BEGIN MATERIAL TO PROCESS

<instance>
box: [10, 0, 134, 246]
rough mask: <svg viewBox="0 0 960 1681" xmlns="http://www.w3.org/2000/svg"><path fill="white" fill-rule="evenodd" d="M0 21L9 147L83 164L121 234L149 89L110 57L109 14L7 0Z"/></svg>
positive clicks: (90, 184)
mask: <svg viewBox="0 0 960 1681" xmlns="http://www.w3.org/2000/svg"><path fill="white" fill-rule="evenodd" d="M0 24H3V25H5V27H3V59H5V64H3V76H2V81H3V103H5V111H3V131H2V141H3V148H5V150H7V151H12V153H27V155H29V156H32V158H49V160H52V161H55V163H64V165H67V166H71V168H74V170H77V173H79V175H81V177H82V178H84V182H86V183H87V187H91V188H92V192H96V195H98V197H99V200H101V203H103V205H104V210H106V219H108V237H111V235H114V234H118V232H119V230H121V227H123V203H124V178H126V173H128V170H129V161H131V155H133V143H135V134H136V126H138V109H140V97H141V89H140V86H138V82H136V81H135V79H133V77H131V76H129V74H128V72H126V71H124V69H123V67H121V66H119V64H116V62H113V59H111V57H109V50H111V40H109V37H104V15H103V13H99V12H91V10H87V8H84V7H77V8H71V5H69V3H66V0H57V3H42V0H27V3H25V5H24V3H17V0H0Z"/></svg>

END MATERIAL TO PROCESS

Copy all of the rows above line for line, changing nothing.

<instance>
box: [10, 0, 134, 246]
rough mask: <svg viewBox="0 0 960 1681" xmlns="http://www.w3.org/2000/svg"><path fill="white" fill-rule="evenodd" d="M0 21L9 147L83 164L121 234L149 89L110 57L109 14L7 0Z"/></svg>
positive clicks: (90, 184)
mask: <svg viewBox="0 0 960 1681" xmlns="http://www.w3.org/2000/svg"><path fill="white" fill-rule="evenodd" d="M0 24H3V25H5V27H3V59H5V64H3V76H2V81H3V103H5V111H3V131H2V141H3V148H5V150H7V151H12V153H27V155H29V156H32V158H49V160H52V161H55V163H64V165H67V166H71V168H74V170H77V173H79V175H81V177H82V178H84V182H86V183H87V187H91V188H92V192H96V195H98V197H99V200H101V203H103V205H104V210H106V219H108V237H111V235H114V234H118V232H119V230H121V227H123V203H124V178H126V173H128V170H129V161H131V155H133V143H135V134H136V126H138V109H140V97H141V89H140V86H138V82H136V81H135V79H133V77H131V76H129V74H128V72H126V71H124V69H123V67H121V66H119V64H116V62H113V59H111V57H109V50H111V40H109V37H104V15H103V13H99V12H91V10H87V8H84V7H77V8H71V5H69V3H66V0H57V3H42V0H27V3H25V5H24V3H17V0H0Z"/></svg>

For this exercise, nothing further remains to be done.